- [SOURCE]:
Finding: I noticed that the compact encoding of integers $\geq 2^{30}$ appears to differ from what is defined in the specification2. In this implementation of SCALE, for compact encodings of integers $\geq 2^{30}$ the upper six bits of the first byte are used to store the number of bytes to follow the first byte. More precisely, if we denote by $m$ the length of the LE encoding of the actual integer being encoded, then the upper six bits encode $m - 4$.

As an example we can look at the first relevant integer and its compact encoding:

  let x : u32 = u32::pow(2, 30);
  println!("{:02x?}", AsCompact(x).encode());

The output of this is [03, 00, 00, 00, 40]. Here the upper six bits of the first byte are equal to 0 and 0x03 results from the mode bitflag 11 appended as the least-signifcant bits. We have $m - 4 = 0 \iff m = 4$, which is exactly the number of bytes following as the LE encoding of $2^{30}$.

However, if I interpret the definitions of the specification correctly, then it differs from this implementation in that the byte used for encoding the length (=the first byte) is counted as well. This can be seen by looking at the definition of $Enc_{SC}^{Len}$ in [Def. 198]. There the byte array for the $2^{30} \leq n$ case is indexed as $k_1 k_2 ... k_m$, i.e. $m$ includes the first byte.
That $k_1$ is really the length-encoding byte can be seen by requirement, that
$$k^{7}_1 \cdots k^{3}_1 k^{2}_1 = m - 4.$$

Coming back to the example above, the desired output according to the specification would be [07, 00, 00, 00, 40], where 0x07 is the compact encoding of $m = 5$.

Now, this seems like a minor difference, and, in fact, I think the implementation here is better3, but that's beside the point. I'm just wondering if this could cause any harm, especially if other implementations of SCALE are encoding exactly as defined in the specification. I'm currently not knowledgeable enough to gauge the implications, so I wanted to share what I've found.

- [SUPPLIED MATERIAL]:
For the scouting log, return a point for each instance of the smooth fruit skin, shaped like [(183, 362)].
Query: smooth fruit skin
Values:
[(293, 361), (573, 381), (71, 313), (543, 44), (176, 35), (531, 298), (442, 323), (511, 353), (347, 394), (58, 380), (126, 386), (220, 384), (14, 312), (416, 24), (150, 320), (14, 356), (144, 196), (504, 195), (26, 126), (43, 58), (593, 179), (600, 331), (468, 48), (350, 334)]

- [WORK TO DO]:
Please answer from the note on SCALE compact encoding above: what output does the specification call for when encoding 2^30?

- [ANSWER TO THE TASK]:
[07, 00, 00, 00, 40]